Arap dili, coğrafyası ve tarihlerinde bölge adı “Hakkariye” olarak geçmekte olup,
“Hakkarlar’ın Şehri” anlamına gelmektedir.
Yörede yapılan araştırmalarda ele geçen belgelerden ve çevrede bulunan
kaya isimlerinden bölgenin tarih öncesi çağlarda yerleşim yeri olduğu,
sırayla Sümerler, Akadlar, Urartular ve Asurluların uzun süre
yaşadıkları tespit olunmuştur.
İlk çağlarda müstahkem bir kale gözüyle bakılan ve bu yüzden uzun
savaşlara sahne olan Hakkari 1514’de Çaldıran zaferinden sonra Osmanlı
topraklarına katılmıştır. Birinci dünya savaşı sonrasında 24.04.1915’de
Rusların işgaline uğrayan Hakkari 22.04.1918. tarihinde kurtarılmıştır.

□ □ □ □ □ □ □

Yazılı Görev 1
Hakkari tarihine ilişkin metnin "Yörede yapılan araştırmalarda" ile "22.04.1918. tarihinde kurtarılmıştır." arasındaki bölümünü, her ikisi de dâhil olmak üzere yeniden yazınız; bunu yaparken "Hakkari" yerine "Colemerik" getiriniz.
Yazılı Görev 2
Aşağıdaki ifadelerin Hakkari tarihine ilişkin metinle uyuşup uyuşmadığını her biri için evet ya da hayır diyerek belirtiniz ve metinden belirleyici sözcükleri aynen alıntılayınız.
(a) Bölgede Sümerler, Akadlar, Urartular ve Asurlular uzun süre yaşamıştır.
(b) Hakkari, Çaldıran zaferinden önce Osmanlı topraklarına katılmıştır.
(c) Rusların Hakkari'yi işgali 1918 yılında başlamıştır.
Yazılı Görev 3
Hakkari tarihine ilişkin metni son cümlesinden sonra sürdürünüz.
Aşağıdaki satırların bu işle hiçbir ilgisi yoktur.

Veri Bölümü
□ □ □ □ □ □ □

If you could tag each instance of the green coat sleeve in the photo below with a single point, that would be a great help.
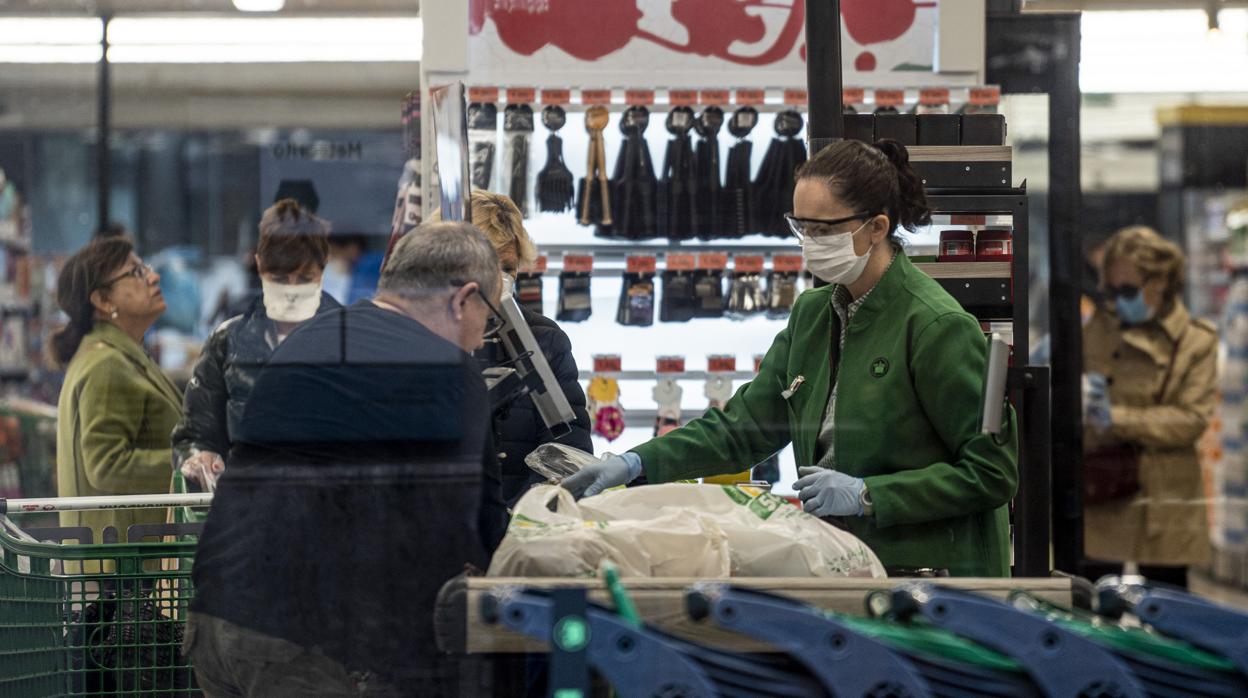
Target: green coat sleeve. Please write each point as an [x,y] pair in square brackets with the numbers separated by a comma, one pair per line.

□ □ □ □ □ □ □

Görev Yanıtı 1
Yörede yapılan araştırmalarda ele geçen belgelerden ve çevrede bulunan
kaya isimlerinden bölgenin tarih öncesi çağlarda yerleşim yeri olduğu,
sırayla Sümerler, Akadlar, Urartular ve Asurluların uzun süre
yaşadıkları tespit olunmuştur.
İlk çağlarda müstahkem bir kale gözüyle bakılan ve bu yüzden uzun
savaşlara sahne olan Colemerik 1514’de Çaldıran zaferinden sonra Osmanlı
topraklarına katılmıştır. Birinci dünya savaşı sonrasında 24.04.1915’de
Rusların işgaline uğrayan Colemerik 22.04.1918. tarihinde kurtarılmıştır.

Görev Yanıtı 2
(a) Evet: "sırayla Sümerler, Akadlar, Urartular ve Asurluların uzun süre yaşadıkları tespit olunmuştur"
(b) Hayır: "1514’de Çaldıran zaferinden sonra Osmanlı topraklarına katılmıştır"
(c) Hayır: "24.04.1915’de Rusların işgaline uğrayan"

Görev Yanıtı 3
1926 yılında yapılan Ankara Antlaşması ile Musul dahil beş bölgesi
ulusal hududlar dışında kalan Hakkari aynı yıl il statüsü kazanmıştır.
1933 yılında Van İline bağlanmış, 1936 yılında yeniden il statüsü
kazanmıştır.
Hakkari Dağları
Üçüncü zaman yereyleri Alp-Himalayalar'ın ülkemizdeki bağlantı kuşağı
durumundaki Torosların en heybetli bölümünü oluşturur Dış doğu Toroslar
Bitlis sınırından sonra Hakkari dağları ismini alır. İran sınırına kadar
devam eder. Dağlar Doğu-Batı doğrultulu uzanır.
Ancak bu uzantılar, Kuzey-Güney doğrultulu derin vadilerle
parçalanır.Ulaşım Bu Akarsu yatakları durumundaki vadi yamaçlarında, yer
yer ise dağların zirvelerindeki geçişlerden Sağlanır.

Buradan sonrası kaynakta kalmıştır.